=== DATA RECORDS ===
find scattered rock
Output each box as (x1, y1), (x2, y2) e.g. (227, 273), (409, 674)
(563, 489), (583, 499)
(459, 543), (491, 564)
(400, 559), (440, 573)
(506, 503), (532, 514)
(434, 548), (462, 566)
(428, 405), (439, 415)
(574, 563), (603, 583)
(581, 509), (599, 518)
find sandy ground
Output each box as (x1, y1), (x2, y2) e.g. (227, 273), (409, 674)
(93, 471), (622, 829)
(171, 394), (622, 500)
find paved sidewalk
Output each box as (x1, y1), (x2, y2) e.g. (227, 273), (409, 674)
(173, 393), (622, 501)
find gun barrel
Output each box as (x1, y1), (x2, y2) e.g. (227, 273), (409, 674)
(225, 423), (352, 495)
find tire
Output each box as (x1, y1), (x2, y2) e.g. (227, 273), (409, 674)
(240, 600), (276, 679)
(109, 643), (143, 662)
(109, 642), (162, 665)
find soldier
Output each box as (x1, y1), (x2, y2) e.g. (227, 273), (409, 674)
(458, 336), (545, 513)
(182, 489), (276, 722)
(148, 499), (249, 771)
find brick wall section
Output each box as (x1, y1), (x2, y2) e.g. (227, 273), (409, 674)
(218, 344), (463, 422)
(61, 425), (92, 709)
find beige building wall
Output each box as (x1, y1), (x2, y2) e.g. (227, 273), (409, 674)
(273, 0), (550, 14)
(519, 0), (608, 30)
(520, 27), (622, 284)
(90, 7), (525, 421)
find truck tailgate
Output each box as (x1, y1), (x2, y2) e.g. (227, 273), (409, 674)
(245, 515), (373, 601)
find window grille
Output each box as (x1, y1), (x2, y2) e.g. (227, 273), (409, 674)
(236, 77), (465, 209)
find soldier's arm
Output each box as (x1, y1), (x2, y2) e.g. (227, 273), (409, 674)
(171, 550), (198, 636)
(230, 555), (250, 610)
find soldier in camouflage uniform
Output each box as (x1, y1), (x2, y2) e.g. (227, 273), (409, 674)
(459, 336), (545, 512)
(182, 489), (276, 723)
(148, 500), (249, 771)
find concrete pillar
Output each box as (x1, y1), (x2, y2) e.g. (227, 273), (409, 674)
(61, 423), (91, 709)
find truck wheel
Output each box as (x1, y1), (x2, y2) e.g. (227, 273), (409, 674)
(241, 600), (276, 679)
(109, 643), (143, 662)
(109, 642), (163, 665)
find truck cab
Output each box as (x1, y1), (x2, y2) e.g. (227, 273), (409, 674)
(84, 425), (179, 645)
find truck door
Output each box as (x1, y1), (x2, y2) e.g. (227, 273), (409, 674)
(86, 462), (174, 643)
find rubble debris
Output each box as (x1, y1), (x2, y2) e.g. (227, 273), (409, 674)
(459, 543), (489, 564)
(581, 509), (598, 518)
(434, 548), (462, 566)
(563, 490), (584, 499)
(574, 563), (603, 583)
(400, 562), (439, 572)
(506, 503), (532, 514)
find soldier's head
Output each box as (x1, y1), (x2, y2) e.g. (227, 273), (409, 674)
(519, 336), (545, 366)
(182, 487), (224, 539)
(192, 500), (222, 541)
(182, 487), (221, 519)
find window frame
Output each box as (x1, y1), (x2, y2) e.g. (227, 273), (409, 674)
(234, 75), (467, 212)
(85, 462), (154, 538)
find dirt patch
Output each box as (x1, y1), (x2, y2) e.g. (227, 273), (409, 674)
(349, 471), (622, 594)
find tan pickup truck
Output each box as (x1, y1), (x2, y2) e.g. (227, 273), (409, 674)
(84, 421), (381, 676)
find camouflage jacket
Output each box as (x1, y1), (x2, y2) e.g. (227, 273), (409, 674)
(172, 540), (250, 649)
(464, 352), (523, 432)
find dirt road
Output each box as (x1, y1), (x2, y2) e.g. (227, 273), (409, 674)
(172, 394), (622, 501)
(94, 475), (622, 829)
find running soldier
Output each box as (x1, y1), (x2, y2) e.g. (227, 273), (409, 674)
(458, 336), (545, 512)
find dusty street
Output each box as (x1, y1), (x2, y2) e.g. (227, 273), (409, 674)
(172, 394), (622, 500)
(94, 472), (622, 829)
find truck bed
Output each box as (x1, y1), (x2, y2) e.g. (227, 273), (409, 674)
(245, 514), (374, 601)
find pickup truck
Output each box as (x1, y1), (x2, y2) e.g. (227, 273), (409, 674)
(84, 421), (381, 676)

=== EXERCISE PROMPT ===
Your answer should be every entry above, repeated exactly.

=== OUTPUT OF THE TASK ===
find scattered rock
Output each box as (x1, y1), (x2, y2) e.g. (227, 273), (409, 674)
(563, 489), (583, 499)
(459, 543), (491, 564)
(400, 559), (440, 573)
(506, 503), (532, 514)
(434, 548), (462, 566)
(428, 405), (439, 415)
(574, 563), (603, 583)
(581, 509), (599, 518)
find sandy ground
Output each box as (x1, y1), (x2, y2) e.g. (227, 273), (409, 674)
(93, 471), (622, 829)
(171, 394), (622, 500)
find paved sidewalk
Output each box as (x1, y1), (x2, y2) e.g. (227, 273), (409, 674)
(173, 393), (622, 501)
find gun barrel
Output each box as (x1, y1), (x2, y2) e.g. (227, 273), (409, 674)
(225, 423), (352, 495)
find tire
Output each box as (x1, y1), (x2, y2) e.g. (227, 273), (409, 674)
(240, 600), (276, 679)
(109, 643), (143, 662)
(109, 642), (162, 665)
find soldier
Output each box as (x1, y1), (x2, y2) e.g. (227, 273), (409, 674)
(458, 336), (545, 513)
(182, 489), (276, 722)
(148, 499), (249, 771)
find brick wall section
Output each box as (x1, y1), (x2, y2) e.g. (227, 273), (409, 674)
(218, 344), (463, 422)
(61, 425), (92, 709)
find beige building wall
Output each box as (x1, y1), (x2, y2) e.g. (227, 273), (409, 674)
(273, 0), (550, 14)
(519, 0), (608, 30)
(520, 27), (622, 284)
(90, 7), (525, 421)
find truck tailgate
Output each box as (x1, y1), (x2, y2) e.g. (227, 273), (409, 674)
(245, 515), (373, 601)
find window grille
Output each box as (x1, y1), (x2, y2) e.g. (227, 273), (409, 674)
(236, 77), (465, 209)
find soldier's arm
Output each box as (x1, y1), (x2, y2) e.g. (227, 273), (409, 674)
(171, 550), (198, 636)
(230, 555), (250, 610)
find soldier in camouflage uniform
Output each box as (x1, y1), (x2, y2) e.g. (227, 273), (409, 674)
(459, 336), (545, 512)
(182, 489), (276, 723)
(148, 500), (249, 771)
find concrete pillar
Output each box as (x1, y1), (x2, y2) e.g. (227, 273), (409, 674)
(61, 423), (91, 709)
find truck wheel
Output each box as (x1, y1), (x2, y2) e.g. (227, 273), (409, 674)
(241, 600), (276, 679)
(109, 643), (143, 662)
(109, 642), (163, 665)
find truck cab
Output each box as (x1, y1), (x2, y2) e.g. (227, 273), (409, 674)
(84, 425), (179, 645)
find truck door
Output each box as (x1, y1), (x2, y2) e.g. (227, 273), (409, 674)
(86, 462), (174, 643)
find rubble debris
Output each box as (x1, y1), (x2, y2) e.g. (227, 273), (409, 674)
(459, 543), (489, 564)
(581, 509), (598, 518)
(434, 548), (462, 566)
(563, 490), (584, 499)
(574, 563), (603, 583)
(400, 562), (439, 572)
(506, 503), (532, 514)
find soldier's head
Output each box as (x1, y1), (x2, y2) e.g. (227, 273), (409, 674)
(519, 336), (545, 366)
(182, 487), (224, 539)
(192, 500), (222, 541)
(182, 487), (221, 519)
find window frame
Output each box as (x1, y1), (x2, y2) e.g. (227, 273), (409, 674)
(234, 75), (467, 212)
(85, 462), (154, 538)
find dirt patch
Output each box as (x1, y1), (x2, y2) e.g. (227, 273), (409, 674)
(349, 471), (622, 594)
find tan pickup truck
Output each box as (x1, y1), (x2, y2) e.g. (227, 273), (409, 674)
(84, 421), (381, 676)
find camouflage jacket
Output each box as (x1, y1), (x2, y2) e.g. (227, 273), (409, 674)
(172, 540), (250, 649)
(464, 352), (523, 432)
find dirt road
Output each box as (x1, y1), (x2, y2) e.g. (227, 273), (409, 674)
(172, 394), (622, 501)
(94, 475), (622, 829)
find running soldier
Output each box as (x1, y1), (x2, y2) e.g. (227, 273), (409, 674)
(458, 336), (545, 512)
find dusty street
Output each box as (x1, y1), (x2, y2) e.g. (227, 273), (409, 674)
(172, 394), (622, 500)
(94, 472), (622, 829)
find truck bed
Output each box as (x1, y1), (x2, y2) e.g. (227, 273), (409, 674)
(245, 514), (374, 601)
find pickup truck
Output each box as (x1, y1), (x2, y2) e.g. (227, 273), (409, 674)
(84, 421), (381, 676)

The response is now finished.